▸ **THE EXERCISE**: Collect every line in the items below that contains the string "screen", matching case exactly.

Begin SUPPLIED DATA

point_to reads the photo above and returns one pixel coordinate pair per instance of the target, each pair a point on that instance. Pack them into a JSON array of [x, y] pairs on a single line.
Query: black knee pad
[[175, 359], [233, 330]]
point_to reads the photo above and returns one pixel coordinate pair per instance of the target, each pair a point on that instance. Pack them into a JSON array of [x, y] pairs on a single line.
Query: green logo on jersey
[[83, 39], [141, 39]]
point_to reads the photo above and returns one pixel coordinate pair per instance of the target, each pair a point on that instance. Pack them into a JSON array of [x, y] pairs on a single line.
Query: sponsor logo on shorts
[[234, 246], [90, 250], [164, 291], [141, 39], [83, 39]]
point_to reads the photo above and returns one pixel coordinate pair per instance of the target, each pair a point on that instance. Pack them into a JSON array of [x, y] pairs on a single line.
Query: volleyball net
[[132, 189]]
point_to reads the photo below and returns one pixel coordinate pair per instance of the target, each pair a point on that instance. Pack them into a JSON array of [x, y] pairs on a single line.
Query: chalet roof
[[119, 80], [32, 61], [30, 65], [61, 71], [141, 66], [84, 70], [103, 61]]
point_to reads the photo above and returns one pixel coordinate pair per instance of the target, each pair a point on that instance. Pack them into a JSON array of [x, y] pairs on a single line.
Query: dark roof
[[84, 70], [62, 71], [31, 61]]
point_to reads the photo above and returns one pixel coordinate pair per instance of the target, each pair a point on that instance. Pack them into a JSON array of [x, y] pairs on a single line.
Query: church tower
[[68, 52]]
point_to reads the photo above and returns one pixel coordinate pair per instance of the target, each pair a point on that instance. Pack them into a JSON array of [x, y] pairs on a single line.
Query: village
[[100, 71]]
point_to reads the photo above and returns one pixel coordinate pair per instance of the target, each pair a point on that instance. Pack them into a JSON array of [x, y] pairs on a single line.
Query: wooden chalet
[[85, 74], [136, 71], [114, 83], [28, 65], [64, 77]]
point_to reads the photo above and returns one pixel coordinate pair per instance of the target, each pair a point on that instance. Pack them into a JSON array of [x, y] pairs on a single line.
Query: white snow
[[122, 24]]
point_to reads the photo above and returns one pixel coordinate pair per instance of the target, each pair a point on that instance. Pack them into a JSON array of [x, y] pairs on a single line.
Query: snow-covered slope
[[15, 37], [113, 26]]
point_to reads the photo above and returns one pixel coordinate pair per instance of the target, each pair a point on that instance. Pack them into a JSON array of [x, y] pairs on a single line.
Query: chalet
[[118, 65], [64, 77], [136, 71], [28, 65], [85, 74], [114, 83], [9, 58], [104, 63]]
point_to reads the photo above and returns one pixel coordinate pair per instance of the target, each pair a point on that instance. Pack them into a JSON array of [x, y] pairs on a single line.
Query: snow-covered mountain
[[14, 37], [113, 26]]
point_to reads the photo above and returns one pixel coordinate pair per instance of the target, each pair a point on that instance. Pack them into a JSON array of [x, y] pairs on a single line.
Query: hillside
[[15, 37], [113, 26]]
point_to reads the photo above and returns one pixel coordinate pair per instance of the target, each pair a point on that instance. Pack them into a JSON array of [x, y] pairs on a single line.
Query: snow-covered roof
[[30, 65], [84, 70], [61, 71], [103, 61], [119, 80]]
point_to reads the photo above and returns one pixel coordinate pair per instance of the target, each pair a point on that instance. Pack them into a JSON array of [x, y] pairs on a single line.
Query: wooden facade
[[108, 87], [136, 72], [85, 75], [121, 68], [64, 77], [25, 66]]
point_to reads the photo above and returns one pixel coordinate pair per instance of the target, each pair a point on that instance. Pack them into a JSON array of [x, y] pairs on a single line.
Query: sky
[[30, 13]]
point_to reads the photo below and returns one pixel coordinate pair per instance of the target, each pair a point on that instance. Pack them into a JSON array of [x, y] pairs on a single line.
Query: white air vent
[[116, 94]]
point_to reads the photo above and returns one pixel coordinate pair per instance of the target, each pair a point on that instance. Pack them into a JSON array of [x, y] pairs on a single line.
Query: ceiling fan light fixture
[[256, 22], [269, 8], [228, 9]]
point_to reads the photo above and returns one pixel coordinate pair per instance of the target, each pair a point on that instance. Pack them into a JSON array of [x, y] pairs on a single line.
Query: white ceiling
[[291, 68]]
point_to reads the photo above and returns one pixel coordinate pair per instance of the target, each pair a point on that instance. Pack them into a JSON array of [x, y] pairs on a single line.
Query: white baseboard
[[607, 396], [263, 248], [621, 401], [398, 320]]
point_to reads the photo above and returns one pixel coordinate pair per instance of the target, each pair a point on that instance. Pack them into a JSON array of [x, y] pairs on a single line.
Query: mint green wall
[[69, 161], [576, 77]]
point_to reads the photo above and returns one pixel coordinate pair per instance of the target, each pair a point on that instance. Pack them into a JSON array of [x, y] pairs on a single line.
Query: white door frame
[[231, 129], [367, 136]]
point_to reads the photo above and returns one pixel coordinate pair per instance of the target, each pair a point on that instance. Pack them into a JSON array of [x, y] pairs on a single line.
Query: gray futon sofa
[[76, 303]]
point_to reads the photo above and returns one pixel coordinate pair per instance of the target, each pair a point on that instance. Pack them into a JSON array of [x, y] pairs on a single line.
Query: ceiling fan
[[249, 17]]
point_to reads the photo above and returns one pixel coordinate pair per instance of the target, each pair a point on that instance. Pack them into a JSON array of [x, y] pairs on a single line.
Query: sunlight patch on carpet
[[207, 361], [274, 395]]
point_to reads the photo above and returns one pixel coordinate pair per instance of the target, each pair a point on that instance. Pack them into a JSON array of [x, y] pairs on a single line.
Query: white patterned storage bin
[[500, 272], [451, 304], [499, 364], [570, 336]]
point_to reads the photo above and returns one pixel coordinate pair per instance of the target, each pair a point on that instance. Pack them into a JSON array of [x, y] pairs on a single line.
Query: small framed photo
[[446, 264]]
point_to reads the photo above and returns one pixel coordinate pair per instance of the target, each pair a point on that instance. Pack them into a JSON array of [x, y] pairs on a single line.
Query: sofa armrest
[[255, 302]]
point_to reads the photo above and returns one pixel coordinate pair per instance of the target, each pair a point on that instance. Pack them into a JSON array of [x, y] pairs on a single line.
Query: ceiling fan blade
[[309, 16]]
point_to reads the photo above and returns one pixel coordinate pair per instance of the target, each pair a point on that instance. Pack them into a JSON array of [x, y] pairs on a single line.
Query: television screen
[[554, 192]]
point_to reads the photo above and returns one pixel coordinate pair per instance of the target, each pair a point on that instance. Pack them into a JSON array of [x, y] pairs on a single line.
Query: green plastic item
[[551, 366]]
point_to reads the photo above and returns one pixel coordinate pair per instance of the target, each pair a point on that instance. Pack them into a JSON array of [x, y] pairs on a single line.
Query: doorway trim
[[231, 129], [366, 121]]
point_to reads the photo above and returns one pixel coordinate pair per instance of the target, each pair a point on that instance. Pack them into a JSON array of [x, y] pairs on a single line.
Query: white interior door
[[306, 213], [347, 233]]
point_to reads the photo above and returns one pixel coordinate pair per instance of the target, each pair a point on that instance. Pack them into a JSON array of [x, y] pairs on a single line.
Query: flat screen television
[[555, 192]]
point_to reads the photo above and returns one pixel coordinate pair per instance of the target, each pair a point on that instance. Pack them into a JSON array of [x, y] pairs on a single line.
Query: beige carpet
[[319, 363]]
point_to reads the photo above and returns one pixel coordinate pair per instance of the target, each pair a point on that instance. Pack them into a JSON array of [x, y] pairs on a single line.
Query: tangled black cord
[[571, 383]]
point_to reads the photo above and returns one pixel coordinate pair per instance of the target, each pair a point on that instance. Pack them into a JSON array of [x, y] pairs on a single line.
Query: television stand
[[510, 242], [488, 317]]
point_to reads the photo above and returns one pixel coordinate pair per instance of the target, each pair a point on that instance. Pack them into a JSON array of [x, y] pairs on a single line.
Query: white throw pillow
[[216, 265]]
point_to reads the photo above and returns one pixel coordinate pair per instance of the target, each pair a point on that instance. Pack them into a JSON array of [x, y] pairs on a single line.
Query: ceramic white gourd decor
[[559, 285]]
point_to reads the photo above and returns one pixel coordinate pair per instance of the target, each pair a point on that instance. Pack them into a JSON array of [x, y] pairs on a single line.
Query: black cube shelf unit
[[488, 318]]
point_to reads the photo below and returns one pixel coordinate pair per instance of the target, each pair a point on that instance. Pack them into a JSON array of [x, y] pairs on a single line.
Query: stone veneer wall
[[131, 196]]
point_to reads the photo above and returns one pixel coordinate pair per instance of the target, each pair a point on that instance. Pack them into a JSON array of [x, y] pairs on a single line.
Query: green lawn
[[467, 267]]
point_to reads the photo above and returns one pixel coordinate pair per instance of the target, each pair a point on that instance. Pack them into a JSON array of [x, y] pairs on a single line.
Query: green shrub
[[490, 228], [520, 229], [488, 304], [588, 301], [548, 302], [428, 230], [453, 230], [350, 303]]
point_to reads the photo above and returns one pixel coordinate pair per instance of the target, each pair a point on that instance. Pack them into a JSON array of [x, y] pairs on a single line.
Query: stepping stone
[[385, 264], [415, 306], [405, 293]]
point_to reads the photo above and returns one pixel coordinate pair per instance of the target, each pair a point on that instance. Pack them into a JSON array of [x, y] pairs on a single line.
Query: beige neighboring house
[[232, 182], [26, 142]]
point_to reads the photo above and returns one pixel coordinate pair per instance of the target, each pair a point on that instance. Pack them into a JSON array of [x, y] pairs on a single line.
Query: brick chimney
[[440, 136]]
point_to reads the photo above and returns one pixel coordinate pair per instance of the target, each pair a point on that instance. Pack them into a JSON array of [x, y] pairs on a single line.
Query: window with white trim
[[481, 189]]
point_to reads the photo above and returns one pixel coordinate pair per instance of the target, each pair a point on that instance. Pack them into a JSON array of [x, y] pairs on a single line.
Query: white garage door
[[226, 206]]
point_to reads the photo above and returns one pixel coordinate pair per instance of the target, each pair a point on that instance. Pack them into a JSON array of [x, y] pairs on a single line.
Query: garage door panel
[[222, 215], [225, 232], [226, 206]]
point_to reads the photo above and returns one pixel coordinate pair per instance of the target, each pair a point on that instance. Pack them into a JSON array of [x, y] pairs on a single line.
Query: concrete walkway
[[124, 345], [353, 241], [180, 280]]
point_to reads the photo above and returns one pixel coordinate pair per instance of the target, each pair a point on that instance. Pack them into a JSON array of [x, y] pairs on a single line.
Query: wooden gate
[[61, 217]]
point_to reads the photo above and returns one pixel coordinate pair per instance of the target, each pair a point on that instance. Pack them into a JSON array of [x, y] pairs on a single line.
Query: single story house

End SUPPLIED DATA

▸ **THE REPLY**:
Query: television screen
Query: flat screen television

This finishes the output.